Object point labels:
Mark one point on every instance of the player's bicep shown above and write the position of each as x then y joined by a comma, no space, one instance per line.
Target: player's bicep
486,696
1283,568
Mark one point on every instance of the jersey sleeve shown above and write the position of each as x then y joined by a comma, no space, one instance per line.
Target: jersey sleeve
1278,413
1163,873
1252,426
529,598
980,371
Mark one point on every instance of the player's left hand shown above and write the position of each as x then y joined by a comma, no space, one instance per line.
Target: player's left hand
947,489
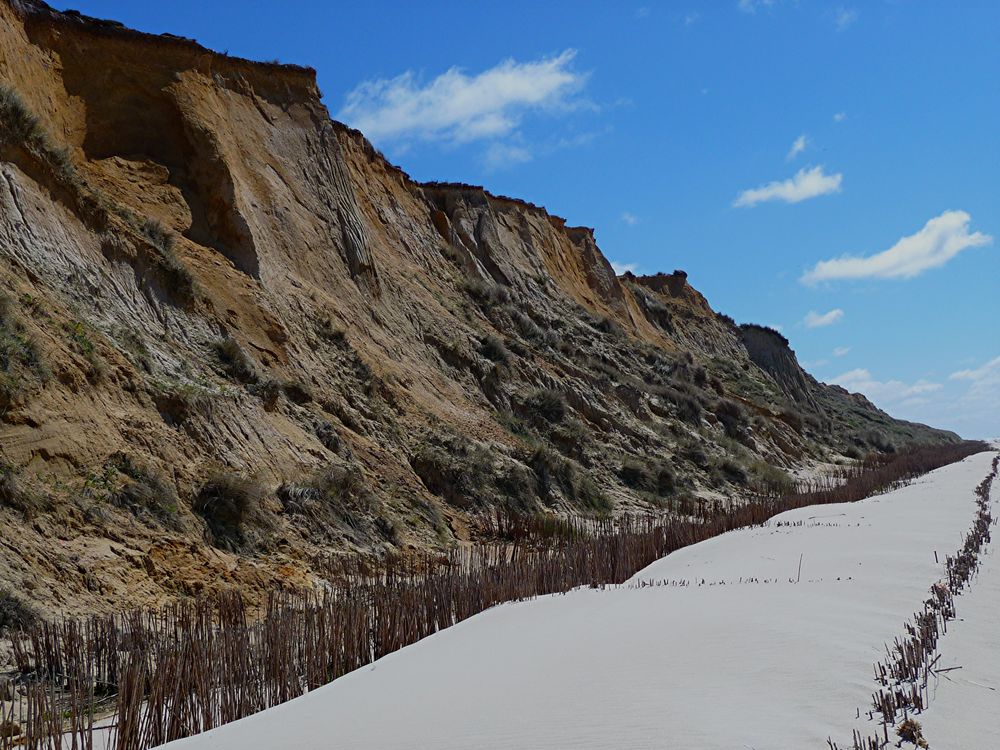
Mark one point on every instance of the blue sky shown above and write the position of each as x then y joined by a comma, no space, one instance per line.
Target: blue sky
827,168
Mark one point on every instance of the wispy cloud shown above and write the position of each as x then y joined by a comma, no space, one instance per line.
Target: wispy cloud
844,18
620,268
751,6
884,392
805,184
798,146
990,369
456,107
500,155
821,320
940,240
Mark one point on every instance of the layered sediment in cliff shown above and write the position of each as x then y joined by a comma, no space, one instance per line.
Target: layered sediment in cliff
235,338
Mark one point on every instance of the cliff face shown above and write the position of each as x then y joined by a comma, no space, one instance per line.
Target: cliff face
234,337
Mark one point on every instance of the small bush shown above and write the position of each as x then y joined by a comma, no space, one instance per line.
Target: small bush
15,613
145,494
332,498
180,402
770,480
732,417
327,434
546,404
80,338
157,234
20,360
18,125
911,731
236,363
733,472
487,293
792,418
297,392
553,472
688,406
14,496
655,478
696,454
460,471
226,502
492,347
636,475
528,327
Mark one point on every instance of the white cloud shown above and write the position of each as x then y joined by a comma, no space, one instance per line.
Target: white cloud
499,155
751,6
844,18
818,320
990,370
940,240
807,183
884,392
798,146
814,364
456,107
620,268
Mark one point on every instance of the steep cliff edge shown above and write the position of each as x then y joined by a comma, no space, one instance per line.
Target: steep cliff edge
233,338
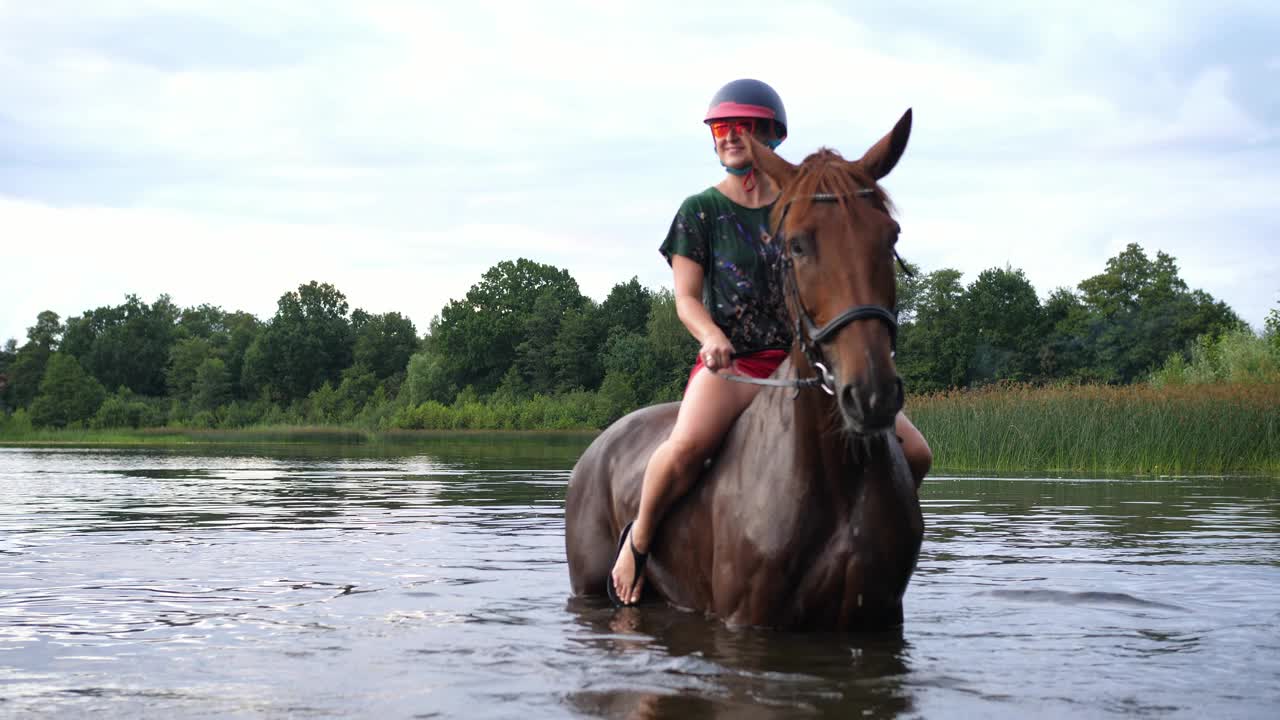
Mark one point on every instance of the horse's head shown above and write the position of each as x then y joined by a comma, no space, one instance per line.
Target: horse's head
839,237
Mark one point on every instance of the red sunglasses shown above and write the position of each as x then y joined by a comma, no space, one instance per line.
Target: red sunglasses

**To be done:** Retype every row above word for word, omitting the pictures.

**Expected answer:**
Mark one point on every instance of the player's bicep shown above and write the position of each as x then y joined by a comma, no space, one instance per line.
Target: player's bicep
486,696
1283,568
Mark one point on every instance of the jersey sleeve shown above and write the position of each as x then y joined by a comma, no space, one instance per line.
Target: jersey sleeve
1278,413
1163,873
1252,426
529,598
980,371
Mark one point on every instance of the player's left hand shown above and write the position of each as x then y joined by a comma, no space, one instance per line.
Target: player's left hand
947,489
Mark one point on every instance of the blue sky shown above and write the position of each as x then y joined by a comma, no space, one instance per line.
Target: blue sky
827,168
Mark one point on every instance of the wispy cloud shown above and write the position of each as x then y joined by a comma, no space, one instance per line.
Target: wispy cloud
844,18
620,268
751,6
884,392
805,184
798,146
990,369
456,107
500,155
821,320
940,240
Mark one point on every instance of the layered sediment in cliff shown above and write the position of each as x then y joined by a comma, no space, one instance per line.
Target: layered sediment in cliff
235,338
Mark one point on every instance of the cliff face shown above and write the position of each as x then y joined by a comma, no space, one instance per line.
Target: cliff face
234,337
Mark one point on every instance of the small bush shown above and write the position of each as x then y joined by a comma, no space, one instance per line.
Target: small bush
15,613
145,494
332,498
180,402
770,480
732,417
327,434
546,404
80,338
157,234
20,360
18,125
911,731
236,363
733,472
487,293
792,418
297,392
553,472
688,406
14,496
655,478
696,454
460,471
226,502
492,347
636,475
528,327
Mark one point on every instance of the white cloud shown above and write the position of each as x then y joined by a comma, no space, one instance per line.
Target: white cloud
499,155
751,6
844,18
818,320
990,370
940,240
807,183
884,392
798,146
814,364
456,107
620,268
Mark one point on every instance of the steep cliff edge shown above and write the position of each as x then y joined by a comma, no space, one instance per line.
Target: steep cliff edge
233,338
Mark one point on every instance of the horse's head shown above and write the position of each as x then y joined by a comma, no space, one instance per line.
Target: horse's head
839,237
Mark one point on every instance of the red sunglasses shown above and write the position of each as x then y joined by a comma, no space, one instance per line.
Target: red sunglasses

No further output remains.